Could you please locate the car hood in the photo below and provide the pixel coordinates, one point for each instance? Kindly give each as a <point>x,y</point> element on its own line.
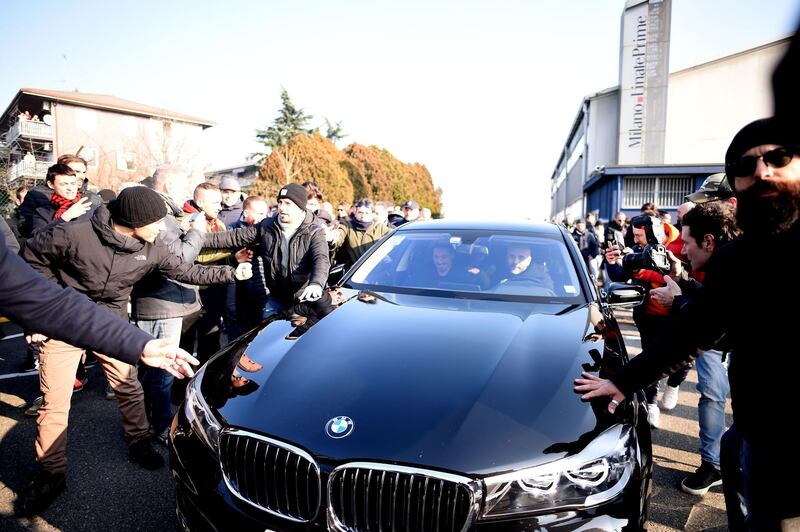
<point>472,387</point>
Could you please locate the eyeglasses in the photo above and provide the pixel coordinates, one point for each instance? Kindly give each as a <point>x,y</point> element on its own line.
<point>746,166</point>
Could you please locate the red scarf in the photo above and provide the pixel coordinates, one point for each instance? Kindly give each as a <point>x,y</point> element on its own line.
<point>214,225</point>
<point>62,204</point>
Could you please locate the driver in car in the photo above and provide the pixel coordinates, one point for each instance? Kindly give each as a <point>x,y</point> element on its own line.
<point>520,265</point>
<point>443,255</point>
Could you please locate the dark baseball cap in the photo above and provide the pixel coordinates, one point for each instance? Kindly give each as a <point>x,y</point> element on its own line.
<point>715,187</point>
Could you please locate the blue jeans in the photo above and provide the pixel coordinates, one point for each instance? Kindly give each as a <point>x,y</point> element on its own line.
<point>157,383</point>
<point>712,383</point>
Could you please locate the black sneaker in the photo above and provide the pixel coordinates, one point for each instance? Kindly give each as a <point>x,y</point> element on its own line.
<point>143,453</point>
<point>42,491</point>
<point>699,482</point>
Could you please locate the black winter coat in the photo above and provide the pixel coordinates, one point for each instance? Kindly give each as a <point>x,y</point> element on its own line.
<point>94,259</point>
<point>37,197</point>
<point>155,297</point>
<point>762,335</point>
<point>309,261</point>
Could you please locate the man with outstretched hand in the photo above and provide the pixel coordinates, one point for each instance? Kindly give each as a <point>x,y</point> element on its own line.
<point>102,257</point>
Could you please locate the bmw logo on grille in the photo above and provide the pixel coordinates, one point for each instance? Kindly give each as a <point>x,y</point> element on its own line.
<point>339,427</point>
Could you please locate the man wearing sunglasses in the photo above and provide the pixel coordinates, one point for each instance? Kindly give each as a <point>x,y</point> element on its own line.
<point>747,284</point>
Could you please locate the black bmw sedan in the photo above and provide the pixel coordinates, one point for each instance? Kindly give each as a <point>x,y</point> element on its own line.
<point>436,393</point>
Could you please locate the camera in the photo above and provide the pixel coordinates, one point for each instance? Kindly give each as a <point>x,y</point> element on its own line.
<point>652,257</point>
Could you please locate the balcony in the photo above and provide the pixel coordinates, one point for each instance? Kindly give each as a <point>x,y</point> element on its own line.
<point>29,129</point>
<point>36,170</point>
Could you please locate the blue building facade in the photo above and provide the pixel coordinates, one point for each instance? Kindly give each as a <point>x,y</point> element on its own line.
<point>626,188</point>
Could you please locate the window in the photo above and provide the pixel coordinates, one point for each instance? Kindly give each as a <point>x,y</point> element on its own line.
<point>665,191</point>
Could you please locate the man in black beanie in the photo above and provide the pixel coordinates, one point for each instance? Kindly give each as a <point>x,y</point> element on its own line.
<point>740,300</point>
<point>102,257</point>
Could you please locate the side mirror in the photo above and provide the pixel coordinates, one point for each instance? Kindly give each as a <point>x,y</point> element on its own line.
<point>336,274</point>
<point>621,295</point>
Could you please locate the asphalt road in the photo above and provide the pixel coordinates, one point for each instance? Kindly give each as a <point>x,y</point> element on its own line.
<point>107,492</point>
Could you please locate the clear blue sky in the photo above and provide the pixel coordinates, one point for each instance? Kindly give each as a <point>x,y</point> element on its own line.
<point>477,91</point>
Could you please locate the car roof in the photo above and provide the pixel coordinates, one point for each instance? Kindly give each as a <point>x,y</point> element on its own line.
<point>535,227</point>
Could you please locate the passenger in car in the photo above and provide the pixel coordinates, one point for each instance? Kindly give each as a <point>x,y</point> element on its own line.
<point>519,262</point>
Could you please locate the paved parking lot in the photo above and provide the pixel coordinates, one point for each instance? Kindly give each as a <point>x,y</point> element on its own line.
<point>106,492</point>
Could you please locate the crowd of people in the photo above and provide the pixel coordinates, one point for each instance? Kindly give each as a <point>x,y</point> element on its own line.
<point>191,272</point>
<point>196,268</point>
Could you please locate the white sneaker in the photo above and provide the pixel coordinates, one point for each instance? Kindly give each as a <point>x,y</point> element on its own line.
<point>669,399</point>
<point>653,415</point>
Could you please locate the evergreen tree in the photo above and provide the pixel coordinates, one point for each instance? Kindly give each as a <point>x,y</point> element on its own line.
<point>290,121</point>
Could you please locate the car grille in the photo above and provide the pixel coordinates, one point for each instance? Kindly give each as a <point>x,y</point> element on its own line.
<point>271,475</point>
<point>377,497</point>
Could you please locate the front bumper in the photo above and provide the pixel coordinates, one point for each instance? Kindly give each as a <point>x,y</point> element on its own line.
<point>204,502</point>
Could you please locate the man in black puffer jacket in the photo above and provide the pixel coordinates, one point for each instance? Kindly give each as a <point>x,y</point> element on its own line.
<point>101,258</point>
<point>294,249</point>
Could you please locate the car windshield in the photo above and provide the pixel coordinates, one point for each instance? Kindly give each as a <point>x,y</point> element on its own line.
<point>486,264</point>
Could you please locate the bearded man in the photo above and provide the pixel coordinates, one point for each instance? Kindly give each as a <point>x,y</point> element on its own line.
<point>748,283</point>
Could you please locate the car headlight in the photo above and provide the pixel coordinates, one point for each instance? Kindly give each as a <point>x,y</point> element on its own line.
<point>199,415</point>
<point>593,476</point>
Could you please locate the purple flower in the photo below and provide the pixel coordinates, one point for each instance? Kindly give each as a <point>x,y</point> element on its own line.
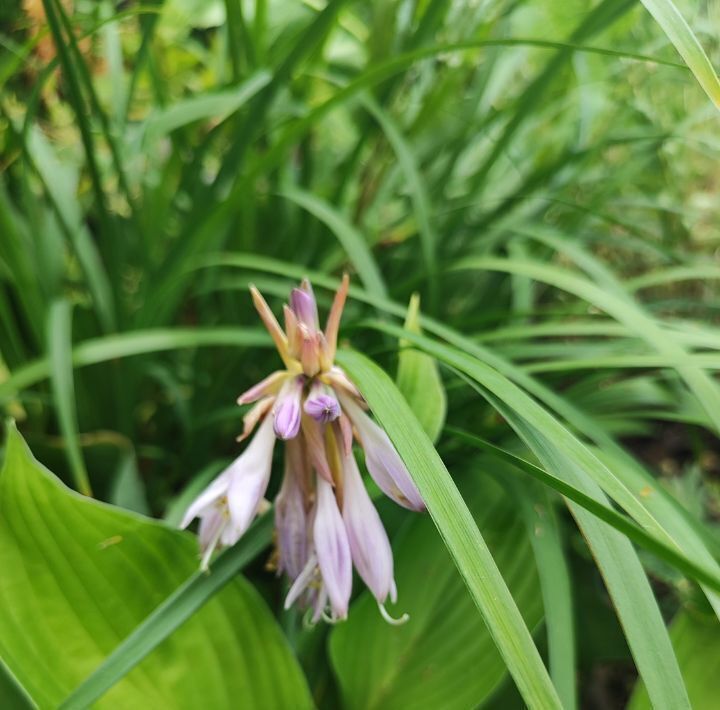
<point>321,404</point>
<point>228,505</point>
<point>287,412</point>
<point>325,520</point>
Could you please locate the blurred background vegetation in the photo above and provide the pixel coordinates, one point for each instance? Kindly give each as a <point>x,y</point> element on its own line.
<point>157,157</point>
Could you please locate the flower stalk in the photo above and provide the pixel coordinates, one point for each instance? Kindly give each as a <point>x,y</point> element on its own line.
<point>325,521</point>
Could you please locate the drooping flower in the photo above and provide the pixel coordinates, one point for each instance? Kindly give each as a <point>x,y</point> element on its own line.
<point>324,517</point>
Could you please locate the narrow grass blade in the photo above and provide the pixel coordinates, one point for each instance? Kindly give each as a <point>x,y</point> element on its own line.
<point>624,310</point>
<point>133,343</point>
<point>458,529</point>
<point>687,45</point>
<point>418,191</point>
<point>545,537</point>
<point>621,523</point>
<point>59,338</point>
<point>351,239</point>
<point>623,573</point>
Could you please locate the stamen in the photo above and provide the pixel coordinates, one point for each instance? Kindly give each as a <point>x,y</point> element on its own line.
<point>391,619</point>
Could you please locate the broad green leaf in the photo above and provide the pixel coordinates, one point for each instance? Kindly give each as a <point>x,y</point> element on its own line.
<point>634,489</point>
<point>696,639</point>
<point>79,576</point>
<point>687,45</point>
<point>599,510</point>
<point>444,656</point>
<point>458,530</point>
<point>419,380</point>
<point>13,696</point>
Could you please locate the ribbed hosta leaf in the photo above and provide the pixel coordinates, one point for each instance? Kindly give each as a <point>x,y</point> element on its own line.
<point>443,657</point>
<point>79,575</point>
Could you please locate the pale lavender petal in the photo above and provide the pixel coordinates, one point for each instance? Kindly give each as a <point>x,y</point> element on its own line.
<point>249,476</point>
<point>210,527</point>
<point>306,576</point>
<point>291,520</point>
<point>287,411</point>
<point>369,544</point>
<point>383,462</point>
<point>333,549</point>
<point>210,496</point>
<point>305,308</point>
<point>321,404</point>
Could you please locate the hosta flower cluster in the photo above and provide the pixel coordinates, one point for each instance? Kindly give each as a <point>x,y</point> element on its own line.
<point>324,517</point>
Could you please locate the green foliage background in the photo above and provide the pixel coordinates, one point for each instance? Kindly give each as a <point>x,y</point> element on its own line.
<point>543,175</point>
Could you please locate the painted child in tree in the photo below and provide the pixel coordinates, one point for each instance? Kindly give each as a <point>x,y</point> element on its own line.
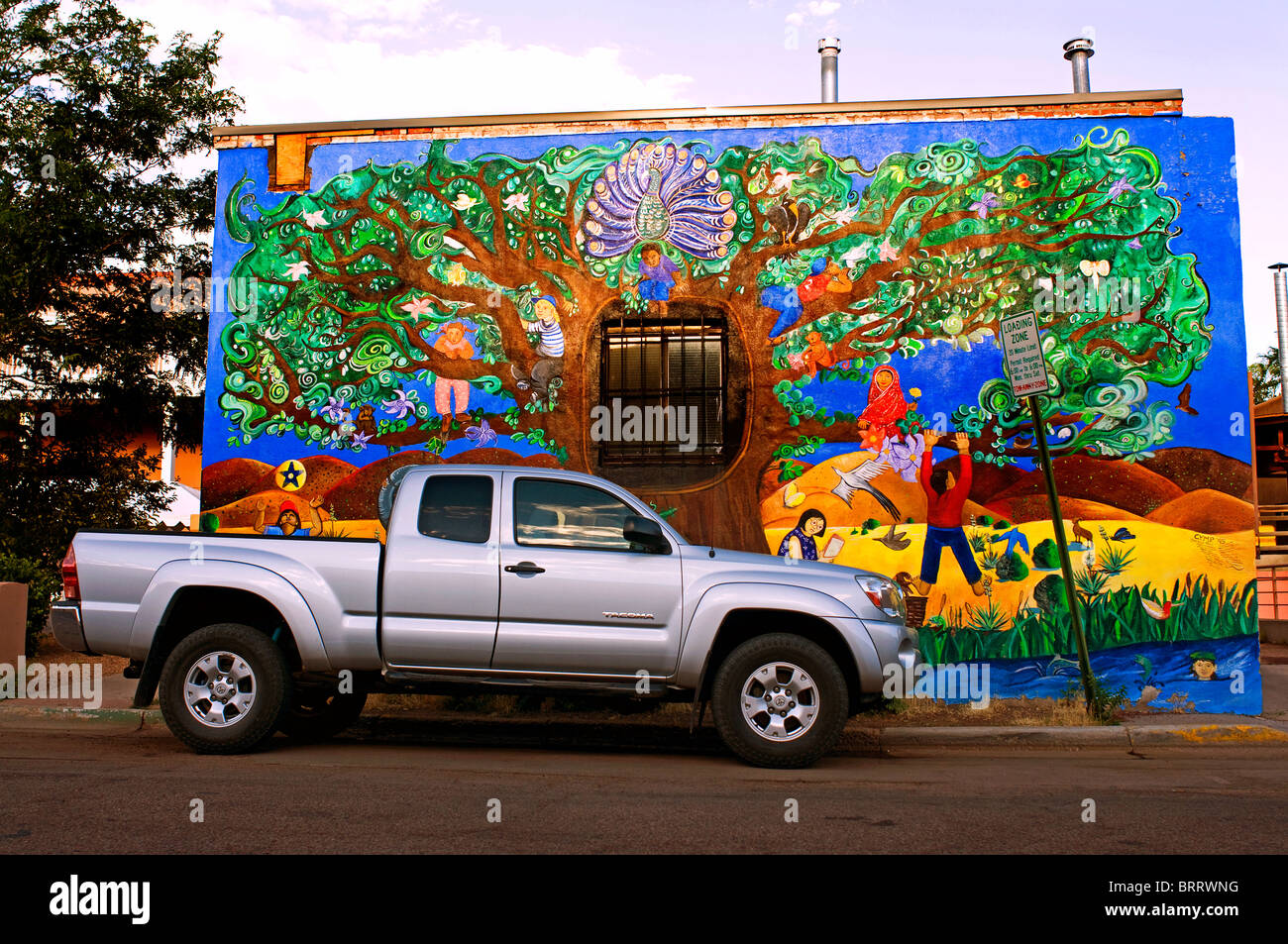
<point>802,541</point>
<point>945,497</point>
<point>454,346</point>
<point>790,300</point>
<point>288,519</point>
<point>548,372</point>
<point>657,275</point>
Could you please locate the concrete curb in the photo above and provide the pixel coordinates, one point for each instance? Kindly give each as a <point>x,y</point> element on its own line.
<point>632,734</point>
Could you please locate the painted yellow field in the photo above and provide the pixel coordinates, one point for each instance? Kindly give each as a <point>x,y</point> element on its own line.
<point>355,528</point>
<point>1159,556</point>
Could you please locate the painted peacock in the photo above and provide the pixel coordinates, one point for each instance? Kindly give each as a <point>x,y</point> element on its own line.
<point>658,192</point>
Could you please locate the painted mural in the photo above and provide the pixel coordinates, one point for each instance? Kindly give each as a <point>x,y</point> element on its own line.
<point>442,301</point>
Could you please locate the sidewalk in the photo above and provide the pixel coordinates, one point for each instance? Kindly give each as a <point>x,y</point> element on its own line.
<point>864,734</point>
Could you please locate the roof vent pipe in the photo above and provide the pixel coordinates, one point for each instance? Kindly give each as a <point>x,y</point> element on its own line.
<point>829,48</point>
<point>1078,51</point>
<point>1282,318</point>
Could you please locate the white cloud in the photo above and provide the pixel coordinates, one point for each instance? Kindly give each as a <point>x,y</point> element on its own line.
<point>399,58</point>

*Task statement*. Could you update everything from the line containing "Could you please locate the painted mural" down through the last of the items, swapping "sidewalk" for "pavement" and keeping everything else the same?

*Finished exercise*.
Could you please locate the painted mural in the photo above and provide the pixel coordinates, one point for each instance? Kindly give each as a <point>x,y</point> element on its own line.
<point>442,301</point>
Could you please locate the pavement in the photo above and provide the pixel coordinates, one point for each instance? Kindly give each as a <point>x,y</point> element on its own line.
<point>864,734</point>
Could you please locate the roof vent pipe in the photo above and provide the pixel coordinates, one point for each instance? Kindly give each as a <point>x,y</point> element on its own line.
<point>829,48</point>
<point>1078,51</point>
<point>1282,318</point>
Could you please locate the white cloud in the photo above and provide the pixel coordinates, one point for each instance? Kindly give each as a <point>x,y</point> element on its own line.
<point>399,58</point>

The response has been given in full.